## Brief
In the data below, copy the lines from the one with "the blurred background" to the one with "[(171, 80)]", both included, leaving the requests as they are. Scale every coordinate in the answers by 0.6 and round each to a whole number, with halves rounded up.

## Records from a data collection
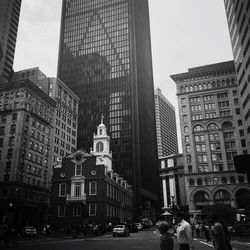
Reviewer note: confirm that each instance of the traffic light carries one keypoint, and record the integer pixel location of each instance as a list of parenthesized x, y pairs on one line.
[(242, 165)]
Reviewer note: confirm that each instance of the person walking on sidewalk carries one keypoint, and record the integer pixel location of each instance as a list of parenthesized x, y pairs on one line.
[(221, 237), (184, 232), (167, 242)]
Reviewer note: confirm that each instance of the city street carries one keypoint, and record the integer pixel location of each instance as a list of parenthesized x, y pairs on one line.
[(145, 240)]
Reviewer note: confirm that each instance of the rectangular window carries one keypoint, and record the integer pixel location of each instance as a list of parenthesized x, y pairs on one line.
[(62, 189), (78, 169), (76, 210), (61, 211), (92, 188), (92, 209), (77, 190)]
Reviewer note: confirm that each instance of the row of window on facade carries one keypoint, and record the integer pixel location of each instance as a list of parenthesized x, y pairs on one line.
[(66, 98), (63, 126), (61, 109), (64, 119), (111, 191), (210, 98), (216, 180), (208, 85), (63, 153), (210, 126), (208, 106), (111, 211)]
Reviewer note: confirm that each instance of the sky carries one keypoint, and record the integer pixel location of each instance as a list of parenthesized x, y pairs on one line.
[(184, 34)]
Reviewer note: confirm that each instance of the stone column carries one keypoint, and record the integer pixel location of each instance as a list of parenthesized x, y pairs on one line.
[(164, 186), (172, 186)]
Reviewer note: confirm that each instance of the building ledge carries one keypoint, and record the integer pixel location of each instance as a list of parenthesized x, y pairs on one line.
[(76, 199)]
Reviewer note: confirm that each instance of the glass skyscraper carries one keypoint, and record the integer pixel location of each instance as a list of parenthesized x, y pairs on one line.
[(105, 58)]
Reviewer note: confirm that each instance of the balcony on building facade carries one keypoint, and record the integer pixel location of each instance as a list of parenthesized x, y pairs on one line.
[(76, 199)]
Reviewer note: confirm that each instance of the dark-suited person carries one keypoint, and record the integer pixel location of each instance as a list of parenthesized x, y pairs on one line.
[(184, 232), (167, 242)]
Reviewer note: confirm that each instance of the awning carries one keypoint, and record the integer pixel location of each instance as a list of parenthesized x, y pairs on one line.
[(166, 213)]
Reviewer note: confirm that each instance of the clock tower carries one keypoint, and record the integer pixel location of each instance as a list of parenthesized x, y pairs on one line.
[(101, 146)]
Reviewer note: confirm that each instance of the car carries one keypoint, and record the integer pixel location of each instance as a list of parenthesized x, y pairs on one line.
[(132, 228), (30, 231), (139, 226), (120, 230), (3, 229), (146, 223)]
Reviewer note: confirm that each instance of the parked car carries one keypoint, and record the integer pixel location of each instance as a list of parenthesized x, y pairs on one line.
[(132, 228), (3, 229), (120, 230), (30, 231), (139, 226), (146, 223)]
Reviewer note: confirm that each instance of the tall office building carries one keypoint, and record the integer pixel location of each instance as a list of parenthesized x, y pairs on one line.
[(238, 16), (9, 19), (165, 125), (105, 58), (212, 131)]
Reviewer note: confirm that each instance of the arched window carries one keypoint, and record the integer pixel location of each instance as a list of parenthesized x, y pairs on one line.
[(212, 126), (227, 125), (232, 180), (99, 147), (201, 197), (224, 180), (241, 179), (222, 197), (216, 180), (198, 128), (207, 181), (199, 181), (191, 182)]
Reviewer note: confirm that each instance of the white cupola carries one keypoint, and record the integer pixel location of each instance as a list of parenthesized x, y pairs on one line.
[(101, 146)]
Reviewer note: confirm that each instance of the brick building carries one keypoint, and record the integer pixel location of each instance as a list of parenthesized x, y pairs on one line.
[(26, 117)]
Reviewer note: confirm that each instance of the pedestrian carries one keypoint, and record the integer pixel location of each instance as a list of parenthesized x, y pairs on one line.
[(184, 232), (167, 242), (44, 233), (206, 232), (197, 230), (221, 239)]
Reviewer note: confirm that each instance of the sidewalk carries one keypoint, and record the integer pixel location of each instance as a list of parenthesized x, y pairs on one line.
[(23, 241)]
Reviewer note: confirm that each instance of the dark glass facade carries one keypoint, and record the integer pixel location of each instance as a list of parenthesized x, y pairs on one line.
[(105, 58)]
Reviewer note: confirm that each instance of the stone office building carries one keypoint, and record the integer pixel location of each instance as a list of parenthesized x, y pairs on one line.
[(26, 117), (86, 190), (9, 21), (212, 134), (65, 121)]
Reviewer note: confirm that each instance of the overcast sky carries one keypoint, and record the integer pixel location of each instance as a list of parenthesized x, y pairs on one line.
[(184, 34)]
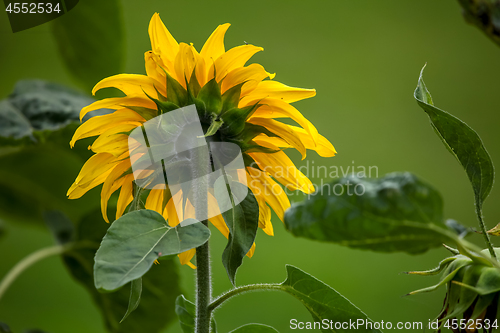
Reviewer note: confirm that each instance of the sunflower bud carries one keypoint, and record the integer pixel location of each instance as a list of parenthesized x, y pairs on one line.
[(473, 292)]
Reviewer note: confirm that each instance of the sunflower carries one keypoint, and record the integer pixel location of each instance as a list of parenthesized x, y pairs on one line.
[(242, 102)]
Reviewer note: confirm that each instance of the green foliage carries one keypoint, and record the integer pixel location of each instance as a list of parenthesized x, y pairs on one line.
[(242, 221), (37, 121), (135, 297), (61, 227), (322, 301), (135, 241), (254, 328), (160, 286), (186, 311), (91, 40), (398, 212), (462, 142)]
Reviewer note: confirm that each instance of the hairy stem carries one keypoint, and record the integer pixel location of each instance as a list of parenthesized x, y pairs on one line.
[(27, 262), (241, 290)]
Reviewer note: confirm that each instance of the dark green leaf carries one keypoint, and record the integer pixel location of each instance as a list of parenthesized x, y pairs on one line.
[(186, 311), (242, 221), (322, 301), (210, 94), (135, 297), (254, 328), (398, 212), (91, 40), (484, 14), (60, 226), (160, 285), (135, 241), (4, 328), (37, 111), (462, 141)]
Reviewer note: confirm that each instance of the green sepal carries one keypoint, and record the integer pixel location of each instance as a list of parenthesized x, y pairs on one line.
[(214, 127), (231, 97), (251, 131), (210, 94)]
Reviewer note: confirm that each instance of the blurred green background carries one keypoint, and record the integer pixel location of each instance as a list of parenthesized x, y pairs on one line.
[(363, 58)]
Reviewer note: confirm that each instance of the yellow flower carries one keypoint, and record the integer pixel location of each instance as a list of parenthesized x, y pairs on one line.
[(244, 99)]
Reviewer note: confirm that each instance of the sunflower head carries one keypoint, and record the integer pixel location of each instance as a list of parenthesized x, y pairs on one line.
[(235, 103), (472, 292)]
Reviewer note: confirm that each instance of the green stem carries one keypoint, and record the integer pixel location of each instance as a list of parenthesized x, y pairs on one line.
[(27, 262), (203, 288), (241, 290), (486, 236)]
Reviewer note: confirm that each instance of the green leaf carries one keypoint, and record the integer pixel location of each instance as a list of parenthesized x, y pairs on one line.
[(242, 221), (398, 212), (37, 111), (463, 143), (186, 311), (322, 301), (37, 121), (135, 241), (4, 328), (61, 227), (135, 297), (160, 286), (91, 40), (210, 94), (254, 328)]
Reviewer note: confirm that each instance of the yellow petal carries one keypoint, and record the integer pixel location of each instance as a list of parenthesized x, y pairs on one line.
[(111, 184), (126, 195), (284, 131), (276, 90), (132, 85), (263, 186), (283, 170), (251, 74), (118, 103), (214, 46), (162, 42), (99, 124), (232, 59), (273, 108)]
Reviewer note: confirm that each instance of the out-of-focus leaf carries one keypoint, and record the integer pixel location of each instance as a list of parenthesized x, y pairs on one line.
[(255, 328), (37, 167), (135, 297), (160, 285), (91, 40), (398, 212), (495, 231), (322, 301), (186, 312), (60, 225), (37, 111), (462, 142), (484, 14), (135, 241), (242, 221)]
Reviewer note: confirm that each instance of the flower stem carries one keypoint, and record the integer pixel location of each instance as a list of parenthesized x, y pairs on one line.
[(27, 262), (241, 290), (203, 288), (486, 236)]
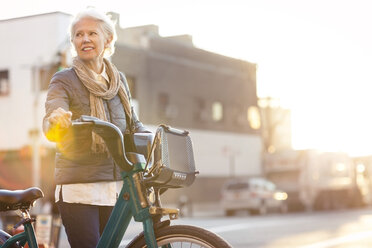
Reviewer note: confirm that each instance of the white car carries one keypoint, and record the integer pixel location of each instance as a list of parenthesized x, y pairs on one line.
[(256, 195)]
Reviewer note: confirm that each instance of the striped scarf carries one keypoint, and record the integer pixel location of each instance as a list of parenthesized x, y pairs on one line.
[(98, 92)]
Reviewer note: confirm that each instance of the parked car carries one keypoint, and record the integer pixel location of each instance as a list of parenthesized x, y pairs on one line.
[(256, 195)]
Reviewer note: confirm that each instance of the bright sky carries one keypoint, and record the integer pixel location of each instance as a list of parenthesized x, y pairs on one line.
[(315, 55)]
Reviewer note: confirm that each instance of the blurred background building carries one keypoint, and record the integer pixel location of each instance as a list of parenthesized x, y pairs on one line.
[(171, 80)]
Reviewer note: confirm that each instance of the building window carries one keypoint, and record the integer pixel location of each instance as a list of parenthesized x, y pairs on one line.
[(163, 103), (217, 111), (254, 118), (200, 113), (132, 86), (4, 83)]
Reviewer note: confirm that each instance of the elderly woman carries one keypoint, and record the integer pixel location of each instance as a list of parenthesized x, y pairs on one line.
[(87, 178)]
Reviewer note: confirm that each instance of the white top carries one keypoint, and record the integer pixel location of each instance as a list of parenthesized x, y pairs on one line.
[(99, 193)]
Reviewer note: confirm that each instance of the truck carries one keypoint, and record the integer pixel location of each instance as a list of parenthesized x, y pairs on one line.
[(314, 180)]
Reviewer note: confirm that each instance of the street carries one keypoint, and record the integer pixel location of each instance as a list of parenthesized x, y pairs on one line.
[(343, 228)]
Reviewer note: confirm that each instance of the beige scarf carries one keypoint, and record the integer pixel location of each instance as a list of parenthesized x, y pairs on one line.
[(98, 92)]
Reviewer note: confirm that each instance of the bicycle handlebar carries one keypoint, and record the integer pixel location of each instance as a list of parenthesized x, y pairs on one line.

## Correct output
Reviewer note: confirm that each instance of the blurred background building carries one keypoint, and record the integer pixel location of each instance as a list of parenthesized x, y pairs on one line.
[(103, 48)]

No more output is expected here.